Only five days after being inaugurated, President Donald Trump started taking action on his promise to remove millions of immigrants from the United States—or at least make their lives difficult.

Wednesday, Trump signed an order for the Secretary for Homeland Security to publish a list of crimes committed by immigrants each week. The order is intended to put political pressure on sanctuary cities, by positioning immigrants as criminals.

Publishing such a list, many worry, could also lead to private citizens attempting to take enforcement into their own hands.

Angela Fernandez, executive director of the Northern Manhattan Coalition for Immigrant Rights, called the measure "dangerous." 

"Their lives will be destroyed and they could become the victims of vigilante justice," she told DNAinfo. "They will not want to cooperate with the police on anything and some won't call the fire department or the hospital because they think it's all linked."

There are about 300 sanctuary cities across the U.S. Sanctuary cities can refuse to hand over undocumented immigrants to federal authorities through shielding policies.

The purpose of Trump's action, according to the order: “To better inform the public regarding the public safety threats associated with sanctuary jurisdictions, the Secretary shall utilize the Declined Detainer Outcome Report or its equivalent and, on a weekly basis, make public a comprehensive list of criminal actions committed by aliens and any jurisdiction that ignored or otherwise failed to honor any detainers with respect to such aliens.”

Take note that the order doesn’t specify pertinence to only to immigrants who entered the country illegally. Accordingly, crimes committed by legal immigrants could also be included.

As Trump signed the order, he read out the names of U.S. citizens who had been murdered by immigrants who entered the country without legal permission. As the Independent reports, there are an estimated 820,000 undocumented immigrants with criminal records in the United States.

The executive order claims it aims to “ensure the safety and territorial integrity of the United States,” adding that immigrants who may have entered the country illegally, or who were brought in as children, “present a significant threat to national security and public safety.”

During his presidential campaign Trump famously said, “We have some bad hombres, and we’re going to get them out.”

Trump initially promised to remove 11 million undocumented immigrants from the country within the first two years of his presidency, but he later walked back that promise to 2 or 3 million.

GOAL OF THE EXERCISE: In the article on Trump's immigrant-crime order, why could crimes by legal immigrants also end up on the weekly list?

Collected data entries
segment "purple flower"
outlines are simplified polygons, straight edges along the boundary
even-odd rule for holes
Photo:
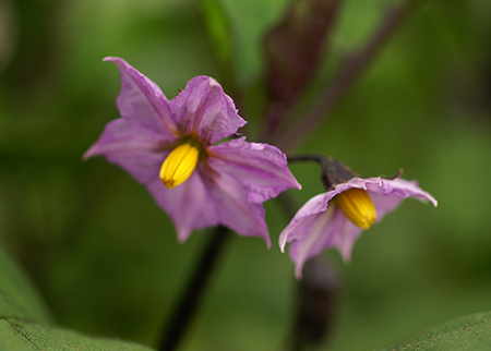
[[[433,196],[418,187],[416,181],[351,178],[309,199],[282,232],[279,247],[284,252],[286,243],[291,242],[289,254],[299,279],[303,264],[327,247],[336,247],[349,261],[361,231],[409,196],[436,206]]]
[[[172,219],[178,239],[194,229],[226,226],[263,238],[263,202],[300,189],[286,156],[246,137],[226,141],[247,122],[212,77],[196,76],[168,100],[158,86],[119,58],[121,118],[106,125],[84,158],[105,156],[139,182]]]

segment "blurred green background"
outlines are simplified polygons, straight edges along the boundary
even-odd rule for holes
[[[286,0],[223,0],[243,117],[262,117],[265,31]],[[361,47],[391,0],[345,0],[315,96]],[[419,184],[439,207],[406,201],[363,233],[343,277],[327,350],[370,350],[491,310],[491,3],[429,1],[381,51],[297,152],[362,175]],[[107,122],[124,58],[170,98],[197,74],[227,81],[192,0],[0,0],[0,234],[57,320],[155,346],[208,232],[178,244],[145,189],[103,158],[82,161]],[[227,88],[227,87],[226,87]],[[308,104],[308,101],[306,102]],[[292,165],[298,206],[322,192],[315,165]],[[294,265],[276,245],[287,225],[266,203],[272,249],[235,235],[183,350],[278,350],[291,328]]]

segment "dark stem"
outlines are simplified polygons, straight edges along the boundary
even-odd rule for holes
[[[179,346],[179,342],[200,307],[206,285],[212,277],[224,244],[229,237],[229,230],[220,226],[216,228],[212,238],[209,238],[197,262],[194,274],[181,294],[180,302],[176,305],[176,308],[171,312],[167,320],[158,350],[171,351],[176,350]]]
[[[319,154],[302,154],[288,156],[288,162],[314,161],[321,167],[321,180],[325,190],[331,190],[334,185],[346,182],[356,177],[348,166],[342,161]]]
[[[344,69],[324,94],[321,95],[318,102],[306,117],[297,123],[288,123],[289,125],[283,124],[283,128],[280,126],[277,133],[273,135],[273,143],[284,150],[291,149],[318,128],[360,78],[369,64],[382,48],[384,48],[391,36],[400,27],[409,14],[414,13],[424,2],[424,0],[408,0],[398,8],[390,11],[385,21],[373,34],[364,48],[346,60]]]

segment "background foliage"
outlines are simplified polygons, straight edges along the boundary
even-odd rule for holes
[[[230,39],[208,38],[206,2],[0,1],[1,242],[62,326],[155,346],[207,235],[178,244],[141,185],[101,158],[81,160],[118,117],[119,76],[104,57],[124,58],[169,98],[197,74],[232,92],[223,70],[230,60],[248,135],[259,135],[262,40],[288,2],[219,1]],[[304,106],[397,2],[342,2]],[[439,201],[436,209],[405,202],[361,237],[348,265],[326,254],[343,277],[330,350],[373,349],[491,310],[490,19],[487,1],[429,1],[297,149],[334,156],[362,175],[403,167]],[[232,51],[216,55],[216,40]],[[291,191],[299,205],[322,191],[316,166],[291,169],[303,184]],[[274,243],[288,219],[274,202],[266,209]],[[294,299],[288,256],[235,237],[183,349],[277,349]]]

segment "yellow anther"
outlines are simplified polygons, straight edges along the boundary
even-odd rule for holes
[[[356,226],[369,229],[376,219],[375,205],[362,189],[351,187],[336,195],[336,204]]]
[[[188,180],[196,168],[200,149],[184,143],[170,152],[160,168],[159,178],[167,189],[172,189]]]

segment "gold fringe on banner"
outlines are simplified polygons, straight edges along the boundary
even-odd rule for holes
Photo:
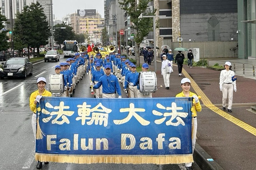
[[[192,154],[166,155],[80,155],[36,153],[36,161],[75,163],[153,163],[168,164],[194,162]]]

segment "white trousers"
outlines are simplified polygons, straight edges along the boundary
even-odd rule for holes
[[[114,93],[112,94],[106,94],[106,93],[102,93],[103,98],[116,98],[116,94]]]
[[[152,98],[152,93],[141,93],[139,90],[138,90],[138,98]]]
[[[166,69],[164,68],[163,70],[163,81],[164,82],[164,86],[165,87],[170,87],[170,76],[171,74],[167,73]]]
[[[138,89],[137,86],[131,86],[129,85],[129,98],[138,98]]]
[[[232,102],[233,100],[233,90],[234,86],[233,84],[225,84],[222,85],[222,106],[226,107],[226,100],[227,98],[228,93],[228,109],[231,109],[232,107]]]
[[[193,134],[192,138],[192,154],[194,153],[194,150],[195,149],[195,140],[196,137],[196,131],[197,130],[197,120],[196,117],[194,118],[194,124],[193,129]],[[192,123],[193,123],[193,121],[192,121]],[[192,127],[193,127],[192,125]],[[185,166],[186,167],[190,167],[192,166],[192,163],[185,163]]]
[[[98,81],[94,81],[94,85],[96,85]],[[99,88],[94,89],[95,92],[95,96],[96,98],[102,98],[102,85],[100,86]]]

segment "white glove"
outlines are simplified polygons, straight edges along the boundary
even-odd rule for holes
[[[195,99],[195,102],[196,103],[197,103],[199,101],[199,99],[198,98],[198,97],[196,96],[195,95],[194,95],[193,96],[193,98]]]
[[[39,102],[39,101],[40,101],[40,99],[42,98],[42,96],[40,96],[40,95],[38,95],[35,98],[35,100],[38,102]]]

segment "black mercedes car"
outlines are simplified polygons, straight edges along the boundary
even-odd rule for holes
[[[23,77],[33,74],[33,65],[28,59],[13,57],[7,60],[0,68],[0,78],[5,77]]]

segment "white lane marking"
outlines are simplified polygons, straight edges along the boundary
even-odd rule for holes
[[[10,92],[11,90],[13,90],[14,89],[16,89],[16,88],[17,88],[19,87],[20,87],[20,86],[21,86],[21,85],[23,85],[22,84],[21,84],[19,85],[16,85],[16,86],[15,86],[15,87],[13,87],[13,88],[12,88],[10,90],[7,90],[7,91],[6,91],[6,92],[4,92],[3,93],[2,93],[2,94],[0,94],[0,96],[2,96],[3,95],[4,95],[4,94],[6,94],[7,93],[9,93],[9,92]]]
[[[29,157],[24,164],[22,169],[29,169],[30,166],[34,160],[34,153],[31,152],[29,155]]]
[[[41,75],[42,74],[43,74],[45,72],[45,72],[45,71],[43,72],[42,72],[40,74],[38,74],[36,76],[35,76],[35,77],[37,77],[38,76],[40,76],[40,75]]]
[[[34,64],[38,64],[38,63],[42,63],[42,62],[43,62],[44,61],[44,61],[40,61],[40,62],[39,62],[38,63],[34,63],[34,64],[33,64],[33,65],[34,65]]]

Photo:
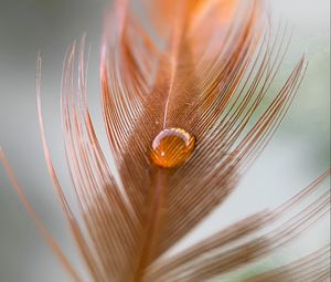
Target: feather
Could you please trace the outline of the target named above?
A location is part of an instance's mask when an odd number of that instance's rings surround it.
[[[102,106],[115,168],[87,107],[85,36],[64,59],[62,125],[79,216],[71,211],[47,148],[39,55],[38,113],[46,164],[93,281],[205,281],[282,247],[330,208],[329,191],[310,197],[329,176],[325,171],[277,209],[248,216],[166,255],[232,194],[260,155],[291,105],[307,62],[302,56],[282,87],[270,93],[290,34],[284,27],[273,32],[260,1],[157,0],[142,6],[162,44],[127,1],[115,1],[103,39]],[[72,278],[86,281],[45,233],[2,152],[0,159]],[[324,263],[324,254],[312,257]],[[307,270],[298,274],[301,268]],[[322,279],[328,271],[309,257],[252,281],[278,281],[284,273]]]

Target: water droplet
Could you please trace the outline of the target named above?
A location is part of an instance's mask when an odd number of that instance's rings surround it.
[[[172,168],[182,164],[194,149],[195,138],[182,128],[167,128],[152,142],[150,157],[160,167]]]

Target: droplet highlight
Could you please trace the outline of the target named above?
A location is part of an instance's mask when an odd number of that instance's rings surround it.
[[[172,168],[188,159],[195,138],[182,128],[166,128],[152,142],[151,160],[159,167]]]

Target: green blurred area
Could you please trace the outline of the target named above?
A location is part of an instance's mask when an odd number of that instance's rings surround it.
[[[288,56],[270,93],[279,90],[302,53],[306,53],[309,67],[275,139],[241,186],[241,191],[246,192],[248,188],[250,191],[245,196],[238,194],[234,202],[229,201],[233,208],[226,209],[228,213],[216,216],[215,221],[206,223],[193,236],[195,239],[211,233],[220,221],[231,221],[236,212],[246,215],[250,208],[287,199],[295,189],[303,187],[330,167],[330,3],[328,0],[268,2],[275,21],[282,18],[290,27],[295,25]],[[88,98],[102,144],[108,148],[98,93],[99,42],[108,6],[107,0],[0,0],[0,145],[6,149],[19,180],[24,184],[38,215],[82,271],[84,267],[51,188],[40,143],[34,97],[35,56],[41,50],[42,95],[51,153],[62,182],[70,187],[58,109],[62,61],[67,45],[86,32],[92,43]],[[65,271],[35,231],[2,168],[0,227],[1,282],[68,281]],[[319,230],[325,233],[328,229]],[[317,243],[329,237],[322,233],[314,234]],[[264,262],[252,271],[274,265],[278,259]],[[228,281],[241,281],[243,275],[247,272],[237,272]]]

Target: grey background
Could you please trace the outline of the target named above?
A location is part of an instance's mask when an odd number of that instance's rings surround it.
[[[307,76],[275,139],[238,190],[182,247],[248,212],[277,206],[330,166],[329,1],[268,2],[276,21],[282,17],[295,27],[281,74],[288,73],[305,52],[310,61]],[[107,0],[0,0],[0,145],[36,213],[83,272],[43,158],[35,107],[35,56],[41,50],[43,111],[51,154],[63,186],[70,188],[58,107],[62,61],[67,45],[86,32],[92,44],[89,105],[107,153],[99,107],[98,46],[108,6]],[[70,195],[70,189],[67,191]],[[298,257],[328,238],[328,219],[324,219],[273,261]],[[0,167],[0,282],[30,281],[68,281],[68,278],[35,230]]]

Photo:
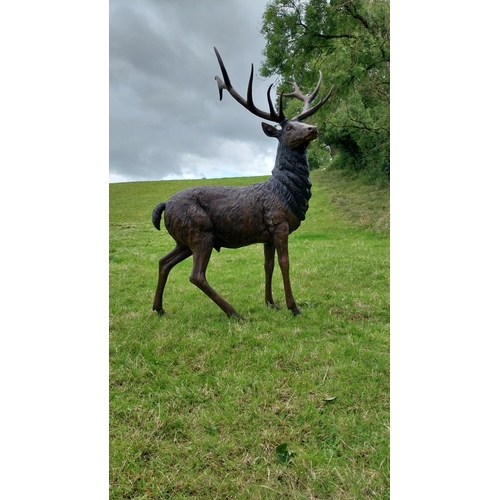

SOLUTION TO THE EXERCISE: The order does not say that it applies only to immigrants who entered the country illegally. So crimes committed by legal immigrants could also be included.